* start *

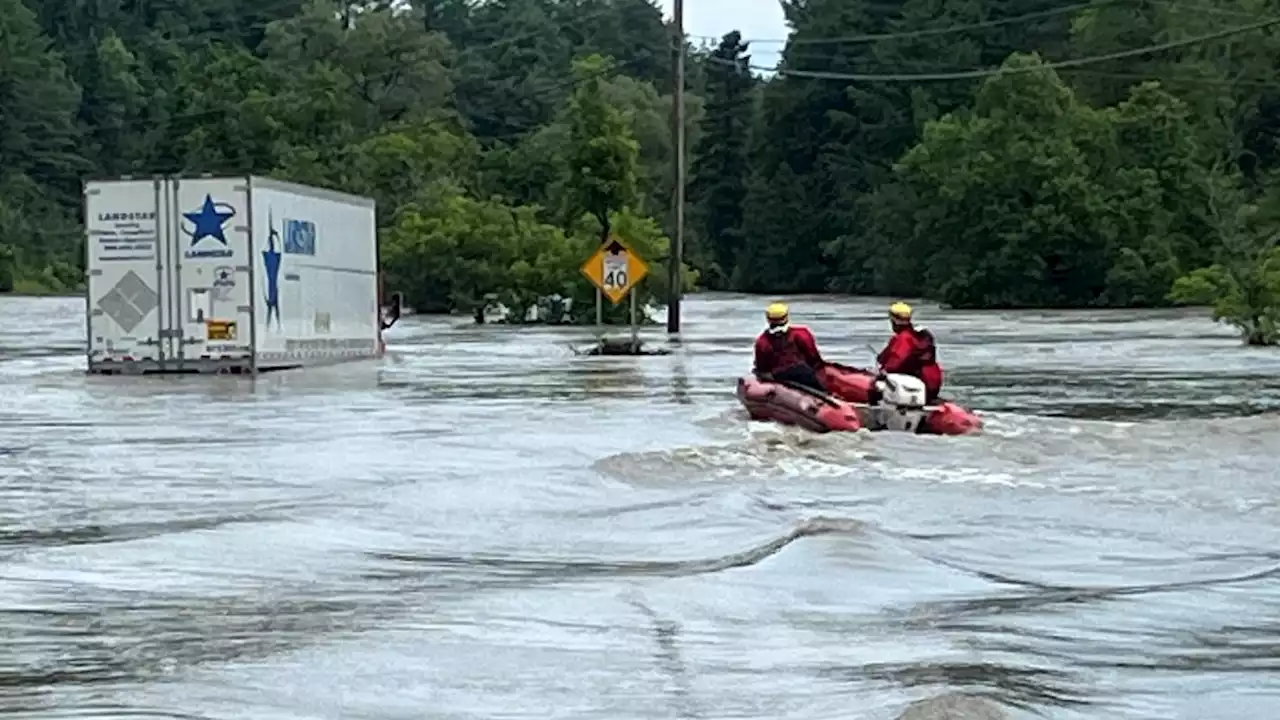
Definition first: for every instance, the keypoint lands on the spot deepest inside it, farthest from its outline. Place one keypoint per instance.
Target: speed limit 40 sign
(615, 269)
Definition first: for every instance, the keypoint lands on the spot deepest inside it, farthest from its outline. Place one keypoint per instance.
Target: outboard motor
(392, 311)
(901, 405)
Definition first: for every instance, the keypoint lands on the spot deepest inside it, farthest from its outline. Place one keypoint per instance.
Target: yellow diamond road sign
(615, 269)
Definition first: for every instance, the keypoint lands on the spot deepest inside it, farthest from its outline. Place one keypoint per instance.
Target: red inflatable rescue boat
(791, 406)
(855, 386)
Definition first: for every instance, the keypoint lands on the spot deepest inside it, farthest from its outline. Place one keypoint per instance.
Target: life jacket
(924, 352)
(785, 349)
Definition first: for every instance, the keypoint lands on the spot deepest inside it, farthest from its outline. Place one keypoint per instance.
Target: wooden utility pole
(677, 132)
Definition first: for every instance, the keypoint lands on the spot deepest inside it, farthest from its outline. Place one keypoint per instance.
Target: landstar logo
(210, 220)
(272, 264)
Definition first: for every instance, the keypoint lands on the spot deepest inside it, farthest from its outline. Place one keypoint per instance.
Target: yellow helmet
(777, 311)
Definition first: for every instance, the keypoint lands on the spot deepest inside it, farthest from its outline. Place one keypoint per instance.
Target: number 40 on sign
(615, 269)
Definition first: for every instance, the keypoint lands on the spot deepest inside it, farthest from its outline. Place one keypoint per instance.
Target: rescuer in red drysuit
(786, 352)
(912, 352)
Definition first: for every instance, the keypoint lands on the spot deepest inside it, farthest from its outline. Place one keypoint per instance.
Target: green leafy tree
(603, 154)
(1243, 287)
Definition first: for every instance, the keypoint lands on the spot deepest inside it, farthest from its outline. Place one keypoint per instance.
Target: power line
(990, 72)
(984, 24)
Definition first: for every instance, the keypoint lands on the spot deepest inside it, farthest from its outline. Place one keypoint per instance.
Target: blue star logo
(209, 222)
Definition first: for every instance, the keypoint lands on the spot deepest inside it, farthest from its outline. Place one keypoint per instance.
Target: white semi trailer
(228, 276)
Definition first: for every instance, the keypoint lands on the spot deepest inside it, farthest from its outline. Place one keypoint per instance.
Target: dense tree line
(1025, 153)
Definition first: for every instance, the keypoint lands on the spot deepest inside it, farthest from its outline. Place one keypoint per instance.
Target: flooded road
(485, 525)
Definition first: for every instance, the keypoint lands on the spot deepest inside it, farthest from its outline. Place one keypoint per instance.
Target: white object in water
(901, 405)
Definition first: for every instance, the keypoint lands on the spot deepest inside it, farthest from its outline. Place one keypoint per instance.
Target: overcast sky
(757, 19)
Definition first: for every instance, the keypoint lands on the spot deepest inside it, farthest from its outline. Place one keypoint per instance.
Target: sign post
(615, 269)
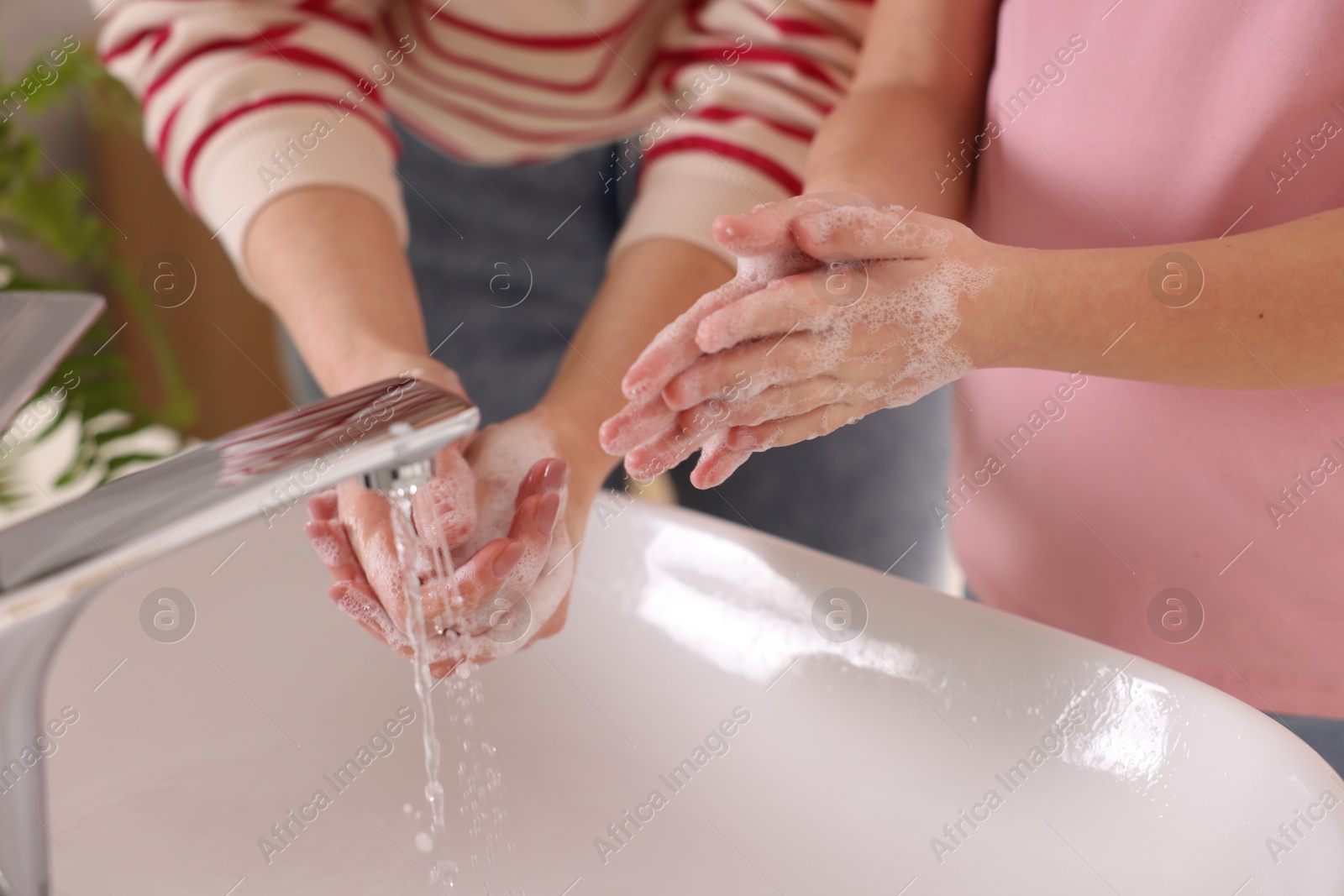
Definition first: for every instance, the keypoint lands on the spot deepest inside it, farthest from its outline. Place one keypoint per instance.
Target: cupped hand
(873, 318)
(494, 566)
(766, 250)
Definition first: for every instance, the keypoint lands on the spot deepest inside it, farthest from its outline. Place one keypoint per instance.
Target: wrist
(1001, 322)
(380, 363)
(578, 445)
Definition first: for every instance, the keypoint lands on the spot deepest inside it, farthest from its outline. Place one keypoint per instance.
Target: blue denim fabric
(507, 261)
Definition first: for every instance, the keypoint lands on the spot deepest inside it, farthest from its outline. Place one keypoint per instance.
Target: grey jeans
(507, 261)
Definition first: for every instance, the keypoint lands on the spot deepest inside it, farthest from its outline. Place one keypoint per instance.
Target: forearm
(648, 285)
(885, 141)
(329, 264)
(1270, 313)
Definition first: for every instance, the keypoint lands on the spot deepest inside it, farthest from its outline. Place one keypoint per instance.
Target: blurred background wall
(223, 338)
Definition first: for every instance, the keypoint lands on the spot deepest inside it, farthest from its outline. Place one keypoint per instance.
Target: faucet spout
(53, 564)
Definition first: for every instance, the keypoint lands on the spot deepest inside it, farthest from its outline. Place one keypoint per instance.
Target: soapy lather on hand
(499, 515)
(816, 358)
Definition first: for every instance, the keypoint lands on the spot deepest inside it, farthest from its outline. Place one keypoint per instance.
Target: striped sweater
(245, 100)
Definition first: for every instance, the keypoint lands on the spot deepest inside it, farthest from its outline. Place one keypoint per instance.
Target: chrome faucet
(53, 564)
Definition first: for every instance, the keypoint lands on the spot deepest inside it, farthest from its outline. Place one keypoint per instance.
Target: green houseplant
(51, 208)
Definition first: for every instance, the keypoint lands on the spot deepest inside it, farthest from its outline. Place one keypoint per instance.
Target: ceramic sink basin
(948, 748)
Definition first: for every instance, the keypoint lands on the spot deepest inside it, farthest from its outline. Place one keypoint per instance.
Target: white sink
(855, 755)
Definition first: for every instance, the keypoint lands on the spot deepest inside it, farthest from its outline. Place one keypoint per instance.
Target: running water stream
(479, 781)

* end *

- **Task requirements**: Omit pictures; set down the rest of the material word for word.

- **Finished task**:
Definition first: for every instance, the keypoint lands on the spot deepest inside it, farthest from its outline. Place one keypoint per instance.
Target: speed limit 40 sign
(615, 269)
Definition first: for every instance, the keypoint lands on the spot deepest inside it, farthest from its outline. Place one keypoint per instance.
Target: outboard motor
(392, 311)
(901, 405)
Definition first: for every instance, the keypoint lands on the spot deepest inside it, farthest from its outline. Place one keypoint per instance.
Target: yellow diamond road sign
(615, 269)
Definition first: for every instance, the keypoint lands on the spot deepest inside it, farthest from its outline. Place one keypoint per instance.
Target: red inflatable rescue boat
(791, 406)
(855, 386)
Definition first: for every instance, the keypoint lands on the spot deepest inside it, farthest from its outline. Place one keypoint per instance.
Target: life jacket
(924, 352)
(785, 349)
Definition first: for every instance, the keypoint lands on the spot deepest inside it, farthest from its outline. Place one keypoint per instance.
Target: wooden utility pole
(677, 132)
Definition first: for every instance, the keypoint lands on the spot deepest inside it, farthest from its outline. Place one keypoint per instance.
Target: landstar logo
(210, 220)
(272, 264)
Definition first: for every instance, the keypoint lands on the spot deepest inside it, farthest from its outline. Place one keypoint per instance.
Target: yellow helmet
(777, 311)
Definition first: for every instance, the keypoint lands on the spot deepest inside it, farthest from its outline. Place one keypoint per instance.
Target: number 40 on sign
(615, 269)
Definition first: for every instance, the keypoint lands on the spot deepest inside it, farthest from its outline. Place one keypoint per instance.
Target: rescuer in red drysuit
(786, 352)
(912, 352)
Definition first: for every instance, the keypoint lands on the spot deepest inside it, farthest from its outline. Place one keypoint per instance.
Target: green leafy tree
(603, 154)
(1243, 287)
Definition first: for every instance, the keypoint lands on the spot deepest inside it, farthest from its outline. Place one keypoint per instance.
Target: power line
(990, 72)
(984, 24)
Definition first: for every instance, the keypoint lands on the spot deepest inside it, farthest from its outline. Place one keypoint per instance.
Target: blue star logo
(209, 222)
Definition first: for every instance, the keypoint lands on the spot deepest inside it, farthest from its outline. Place one keypoint per instance.
Target: white semi trailer
(228, 276)
Definition first: for every instance, the keypoint lands on the spot deepest inside it, farthest from its outline. Place one keypoint per instance.
Target: dense tree line
(1025, 153)
Definition first: for every instance, the keypoint lands on the spot deepest inside it, farthest from its outline. Place one keypoint per instance.
Target: flooded road
(485, 525)
Definition first: for every instance, the keypoint lands on the spot deepest inside it, farthest from its outline. Place one keypoint per instance.
Target: white object in water
(901, 405)
Definition first: for every instance, the keypoint lands on the spot deepest inside it, farthest from its outline. Place one keypoint per instance.
Target: overcast sky
(757, 19)
Definition first: for every instance, the keypoint lands on the spot deepest inside it, farthest from its outline. Place one keypoint per instance.
Target: sign post
(615, 269)
Definition first: for every instance, the keypoint lands on the spot deepest inside it, farthest from its outline. Place one keypoint per instance.
Target: cupped hand
(873, 318)
(494, 566)
(766, 250)
Definition first: for every instance, the keypoint lands on the spot deepest inside it, farthest from its outline. Place one keypoint per instance.
Target: wrist
(1001, 322)
(380, 363)
(578, 445)
Definition first: for every instance, the keypoint lands on the spot deepest inside it, farthest from its outline. Place one keypoint per instance.
Target: blue denim fabric
(507, 261)
Definition first: for every instance, the keypoint lands on the spot deepest inside it, farthest from its outline. Place one keypoint per instance.
Target: grey jeans
(507, 261)
Definition first: for every instance, the keypoint lands on the spot deepest inside it, farthest from its outline. Place one keypoint per instance.
Target: forearm
(648, 285)
(885, 141)
(329, 264)
(1270, 313)
Definition first: for every instance, the keypoint lands on the spot deepest inside it, farthest from its outline. Place one keypoint per instance.
Target: blurred background wall
(223, 338)
Definition first: for every instance, the keypoint lands on the spot deepest inside it, farthest from its outline. Place one keypoint per instance.
Target: faucet spout
(53, 564)
Definition first: for every instance, the keypoint lands on the spot deepest inside it, farthest from its outline. Place one keypoint per instance.
Target: soapy lather on hand
(499, 515)
(816, 358)
Definition first: for every instance, the keypoint lands on the spot deepest inside it, farthest from its outline. Place one keypoint per instance.
Target: striped sweater
(245, 100)
Definition first: for every instance, the keypoint lands on the spot deepest inside it, farthest from its outline. Place one keypoint per instance.
Target: chrome faucet
(53, 564)
Definition first: for every instance, the keypoint lands on the spot deepest inside it, farthest from its outline. Place one keypoint per instance.
Target: green houseplant
(51, 208)
Definition first: for every instance, the keypoint lands on the spot deepest inside it, farthest from its outline. Place one keypoint per instance.
Target: ceramic sink basin
(948, 748)
Definition first: for every instance, the keypoint lands on the spot deepest inside it, farthest from its outline. Place one keypoint per instance.
Target: white sink
(855, 755)
Definition first: for every instance, the keypoint lands on the spot deepest inside it, farthest from its outline. Place one keypoint per instance.
Target: running water stream
(479, 781)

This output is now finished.